== Excerpt ==

——————

Mainstreaming jobless urban youths  


FE Team | Published: August 18, 2020 22:41:55 | Updated: August 20, 2020 23:32:17


Mainstreaming jobless urban youths  

With rapid urbanisation, the pace of city-bound migration of rural people in search of work has seen a surge in recent times. Small wonder that the city slums which have been growing in size over the years have been teeming with young people born in those shantytowns and who have now grown into youths. Most of them have been either without any work or were engaged in the informal sector of the economy doing low-paid work or running their own self-employment activities. As expected, the fallout of the pandemic has further worsened the situation of these urban youths dislodging them from whatever means of subsistence they had. Worse yet is the fact that not an insignificant number of returnee migrant workers from overseas have meanwhile joined them in recent months.

Some government-run efforts like social safety-net schemes to provide temporary succour apart, so far, there are few programmes focused specifically on these unemployed urban youths. Reassuringly, the recently proposed World Bank (WB) fund to be channelled through a government-run project has thrown a lifeline to the unemployed urban youths. If efficiently organised and operated, jobless urban youths including the returnee migrant workers can amply benefit from the project. In fact, amid the dominant discourse of rural-biased schemes either government-sponsored or foreign-aided, the urban youth project, thus conceived, has undoubtedly turned a long-felt attention to a sector that had generally failed to find much favour with the government or multilateral development partners.

Hopefully, the WB-sponsored project would be properly designed and operated by people who are not just government functionaries running one of many such government projects, but have some real knowledge and experience of working with the targeted urban youths. That is because the problems and challenges faced by this youth section of the labour market, unlike the other members, are rather complex as around 44 per cent of them, according to the WB,  are employed in the informal sector. Needless to say, the informal sector of our economy is one that is yet to be exhaustively studied and the range of low-income activities ongoing there are still not properly categorised. Add to those the challenge of including the self-employed section of the urban youths who comprise 17 per cent of the entire youth population.

——————

== Material provided ==
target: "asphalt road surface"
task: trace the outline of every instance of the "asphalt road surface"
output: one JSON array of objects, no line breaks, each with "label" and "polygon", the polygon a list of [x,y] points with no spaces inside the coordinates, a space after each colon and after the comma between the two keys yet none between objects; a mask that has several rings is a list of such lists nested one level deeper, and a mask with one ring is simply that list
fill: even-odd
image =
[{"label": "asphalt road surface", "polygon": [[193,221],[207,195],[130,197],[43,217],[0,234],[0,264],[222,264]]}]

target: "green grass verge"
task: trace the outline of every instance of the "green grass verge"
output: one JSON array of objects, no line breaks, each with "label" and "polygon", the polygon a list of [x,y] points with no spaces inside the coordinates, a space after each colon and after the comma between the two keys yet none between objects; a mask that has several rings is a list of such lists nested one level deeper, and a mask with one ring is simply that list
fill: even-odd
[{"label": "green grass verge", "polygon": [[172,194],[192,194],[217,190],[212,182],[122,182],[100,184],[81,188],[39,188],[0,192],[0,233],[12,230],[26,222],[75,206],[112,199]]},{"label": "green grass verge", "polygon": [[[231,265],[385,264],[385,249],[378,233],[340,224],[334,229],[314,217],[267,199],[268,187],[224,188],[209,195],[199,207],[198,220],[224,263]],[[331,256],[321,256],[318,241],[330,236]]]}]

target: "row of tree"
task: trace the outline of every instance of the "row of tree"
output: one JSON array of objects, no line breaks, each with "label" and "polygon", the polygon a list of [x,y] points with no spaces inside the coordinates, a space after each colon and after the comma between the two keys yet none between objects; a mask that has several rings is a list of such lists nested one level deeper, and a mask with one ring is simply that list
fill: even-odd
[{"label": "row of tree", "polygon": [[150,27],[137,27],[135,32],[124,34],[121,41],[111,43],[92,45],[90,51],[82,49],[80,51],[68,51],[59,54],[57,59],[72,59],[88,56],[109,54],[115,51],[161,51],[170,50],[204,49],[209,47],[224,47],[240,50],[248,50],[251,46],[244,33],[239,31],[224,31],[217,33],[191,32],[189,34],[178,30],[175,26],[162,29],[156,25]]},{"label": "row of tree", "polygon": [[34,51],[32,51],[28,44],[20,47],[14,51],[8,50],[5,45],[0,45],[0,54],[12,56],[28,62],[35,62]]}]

——————

== What you will do ==
A. Answer these from the editorial on jobless urban youths, one line each:
(i) According to the WB, about what share of the youths targeted by the project work in the informal sector?
(ii) Which group has joined the slum-born urban youths in recent months?
(iii) What share of the entire youth population is self-employed?
B. For each statement, say whether the editorial on jobless urban youths supports it, and quote the words that settle it:
(i) The World Bank fund is to be channelled through a government-run project.
(ii) The informal sector of the economy has already been exhaustively studied.
(iii) Many programmes so far focus specifically on unemployed urban youths.
C. Carry the editorial on jobless urban youths forward from its final sentence.

== Results for the exercise ==
A.
(i) Around 44 per cent.
(ii) Returnee migrant workers from overseas.
(iii) 17 per cent.

B.
(i) Yes: "the recently proposed World Bank (WB) fund to be channelled through a government-run project"
(ii) No: "the informal sector of our economy is one that is yet to be exhaustively studied"
(iii) No: "so far, there are few programmes focused specifically on these unemployed urban youths"

C.
So, the task of addressing this segment of the labour market, the urban youths, would essentially consist in reintegrating them into the mainstream, the labour market proper, through training and job creation.  And so far as the inclusion of the returnee migrant workers in this urban youth-focused project is concerned, the obvious objective would be to ultimately prepare and groom them to find employment in the local job market. While developing any such social reintegration programme for the youths in the informal labour market in question, their status vis-a-vis that of those engaged in the formal labour market needs to be assessed. And, studies show that there is more than 45 per cent income gap between these two categories of workers.

It is important that measures such as skills training are taken for those urban youths in the informal sector to acquire necessary qualifications for formal sector jobs. This may be one of the ways that the project under consideration may adopt to narrow down the income gaps between the two sectors. Especially, the government would be required to support the highly innovative self-employed urban youths over 98 per cent of whom are in the informal sector.